■ 练习文本
┌──

合成生物学 ›› 2024, Vol. 5 ›› Issue (2): 385-395.DOI: 10.12211/2096-8280.2023-058

• 研究论文 • 上一篇    

基于重组人Ⅲ型胶原蛋白的三聚体抗原疫苗策略在新冠和流感疫苗中的应用

刘泽众1,2, 周洁1, 朱赟3, 陆路1, 姜世勃1   

  1. 1.复旦大学基础医学院,上海 200032
    2.复旦大学药学院药理系,上海 201203
    3.中国科学院生物物理研究所,北京 100101
  • 收稿日期:2023-08-19 修回日期:2023-11-07 出版日期:2024-04-30 发布日期:2024-04-28
  • 通讯作者: 陆路,姜世勃
  • 作者简介:刘泽众(1990—),男,青年研究员,博士生导师。研究方向为微生物学。E-mail:zezhongliu@fudan.edu.cn
    陆路(1982—),男,研究员,博士生导师。研究方向为微生物学。E-mail:lul@fudan.edu.cn
    姜世勃(1953—),男,教授,博士生导师。研究方向为微生物学。E-mail:shibojiang@fudan.edu.cn
  • 基金资助:
    国家重点研发计划(2022YFC2305800);国家自然科学基金(92169112)

Applications of the recombinant human collagen type Ⅲ-based trimerization motif in the design of vaccines to fight against SARS-CoV-2 and influenza virus

Zezhong LIU1,2, Jie ZHOU1, Yun ZHU3, Lu LU1, Shibo JIANG1   

  1. 1.School of Basic Medical Sciences,Fudan University,Shanghai 200032,China
    2.Department of Pharmacology,School of Pharmacy,Fudan University,Shanghai 201203
    3.Institute of Biophysics,Chinese Academy of Sciences,Beijing 100101,China
  • Received:2023-08-19 Revised:2023-11-07 Online:2024-04-30 Published:2024-04-28
  • Contact: Lu LU, Shibo JIANG

摘要:

新冠病毒等多种包膜病毒的糖蛋白在天然状态下呈现三聚体形式。三聚体蛋白通常较单体蛋白具有更优的免疫原性。目前使用非人蛋白来源的Foldon等三聚体基序可促使目的蛋白形成稳定三聚体,但这些基序的强免疫原性会削弱目的蛋白的免疫应答,限制了其在疫苗抗原设计中的应用。在本研究中,发现并利用重组人源化Ⅲ型胶原蛋白(Rh3C)作为新型三聚体基序,利用合成生物学方法,与新冠病毒刺头(spike)蛋白受体结合域(RBD)融合表达后促使RBD形成三聚体。这种胶原-RBD(Rh3C-RBD)三聚体蛋白在免疫小鼠后,较RBD单体蛋白诱导产生了更高滴度的结合抗体和中和抗体。此外,我们还进一步验证了该Rh3C基序与流感病毒HA1蛋白融合后,较HA1单体蛋白可在小鼠体内诱导更强效的抗体应答。因此,这种新型的Rh3C基序,有望广泛用于三聚体疫苗抗原的设计和优化。

└──

■ 源数据

┌──

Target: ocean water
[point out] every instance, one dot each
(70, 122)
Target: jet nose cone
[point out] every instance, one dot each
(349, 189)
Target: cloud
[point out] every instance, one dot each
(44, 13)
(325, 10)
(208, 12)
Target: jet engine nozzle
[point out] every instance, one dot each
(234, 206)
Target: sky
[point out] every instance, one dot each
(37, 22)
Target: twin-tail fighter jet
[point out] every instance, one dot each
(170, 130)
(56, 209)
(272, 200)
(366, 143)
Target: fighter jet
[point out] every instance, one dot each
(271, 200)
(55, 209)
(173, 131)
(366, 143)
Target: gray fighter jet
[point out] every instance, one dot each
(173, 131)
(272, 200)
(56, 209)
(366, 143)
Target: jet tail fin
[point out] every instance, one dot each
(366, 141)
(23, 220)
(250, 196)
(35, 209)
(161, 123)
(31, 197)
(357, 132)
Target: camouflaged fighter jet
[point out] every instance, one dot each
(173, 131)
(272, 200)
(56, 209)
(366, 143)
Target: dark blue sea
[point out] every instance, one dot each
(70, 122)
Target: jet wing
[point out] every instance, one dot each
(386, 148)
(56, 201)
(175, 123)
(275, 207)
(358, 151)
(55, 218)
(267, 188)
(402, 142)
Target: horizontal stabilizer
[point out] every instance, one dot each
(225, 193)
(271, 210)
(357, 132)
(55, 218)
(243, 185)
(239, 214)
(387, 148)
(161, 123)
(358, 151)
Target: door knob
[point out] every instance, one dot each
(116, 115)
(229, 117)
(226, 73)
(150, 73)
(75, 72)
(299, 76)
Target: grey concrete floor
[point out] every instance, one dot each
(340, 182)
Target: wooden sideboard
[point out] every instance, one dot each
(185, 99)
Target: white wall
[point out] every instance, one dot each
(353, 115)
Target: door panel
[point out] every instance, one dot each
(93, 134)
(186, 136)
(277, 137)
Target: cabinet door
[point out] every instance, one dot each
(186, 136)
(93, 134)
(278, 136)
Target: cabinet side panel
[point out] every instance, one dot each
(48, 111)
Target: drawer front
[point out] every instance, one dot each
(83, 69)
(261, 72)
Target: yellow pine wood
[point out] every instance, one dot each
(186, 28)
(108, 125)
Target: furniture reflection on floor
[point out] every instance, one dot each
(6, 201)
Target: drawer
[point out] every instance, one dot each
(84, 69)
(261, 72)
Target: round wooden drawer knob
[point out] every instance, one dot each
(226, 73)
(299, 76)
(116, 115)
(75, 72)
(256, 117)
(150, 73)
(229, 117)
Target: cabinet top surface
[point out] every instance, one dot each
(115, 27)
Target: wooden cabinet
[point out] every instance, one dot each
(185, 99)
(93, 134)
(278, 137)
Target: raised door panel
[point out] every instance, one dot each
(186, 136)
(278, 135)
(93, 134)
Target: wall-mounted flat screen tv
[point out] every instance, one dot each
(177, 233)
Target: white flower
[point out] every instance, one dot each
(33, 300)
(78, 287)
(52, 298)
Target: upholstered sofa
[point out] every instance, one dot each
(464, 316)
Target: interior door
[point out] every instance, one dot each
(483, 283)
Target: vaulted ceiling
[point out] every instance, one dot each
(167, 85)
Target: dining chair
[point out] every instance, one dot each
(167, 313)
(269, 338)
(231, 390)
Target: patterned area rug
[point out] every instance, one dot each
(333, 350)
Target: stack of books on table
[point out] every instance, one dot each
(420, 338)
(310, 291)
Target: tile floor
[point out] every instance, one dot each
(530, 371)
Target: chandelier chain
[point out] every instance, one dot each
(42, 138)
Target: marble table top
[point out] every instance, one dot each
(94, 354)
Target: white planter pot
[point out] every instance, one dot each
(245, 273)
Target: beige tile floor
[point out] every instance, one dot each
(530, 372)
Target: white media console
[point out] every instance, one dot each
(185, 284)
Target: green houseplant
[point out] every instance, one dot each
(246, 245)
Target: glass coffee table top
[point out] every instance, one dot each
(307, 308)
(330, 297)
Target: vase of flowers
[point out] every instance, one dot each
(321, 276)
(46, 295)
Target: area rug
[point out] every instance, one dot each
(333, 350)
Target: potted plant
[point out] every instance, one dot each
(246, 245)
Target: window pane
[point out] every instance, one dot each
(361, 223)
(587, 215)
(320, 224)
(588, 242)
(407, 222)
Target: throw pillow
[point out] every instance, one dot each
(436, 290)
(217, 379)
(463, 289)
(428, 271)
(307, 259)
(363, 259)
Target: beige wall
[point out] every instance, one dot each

└──

■ 任务 A
返回练习文本中“刘泽众1,2, 周洁1, 朱赟3, 陆路1, 姜世勃1”与“科学基金(92169112)”之间的原文,包括这两处文字本身。
■ 任务 B
练习文本中,研究者发现并用作新型三聚体基序的是哪种蛋白?

■ 任务输出 A
刘泽众1,2, 周洁1, 朱赟3, 陆路1, 姜世勃1   

  1. 1.复旦大学基础医学院,上海 200032
    2.复旦大学药学院药理系,上海 201203
    3.中国科学院生物物理研究所,北京 100101
  • 收稿日期:2023-08-19 修回日期:2023-11-07 出版日期:2024-04-30 发布日期:2024-04-28
  • 通讯作者: 陆路,姜世勃
  • 作者简介:刘泽众(1990—),男,青年研究员,博士生导师。研究方向为微生物学。E-mail:zezhongliu@fudan.edu.cn
    陆路(1982—),男,研究员,博士生导师。研究方向为微生物学。E-mail:lul@fudan.edu.cn
    姜世勃(1953—),男,教授,博士生导师。研究方向为微生物学。E-mail:shibojiang@fudan.edu.cn
  • 基金资助:
    国家重点研发计划(2022YFC2305800);国家自然科学基金(92169112)

■ 任务输出 B
重组人源化Ⅲ型胶原蛋白(Rh3C)。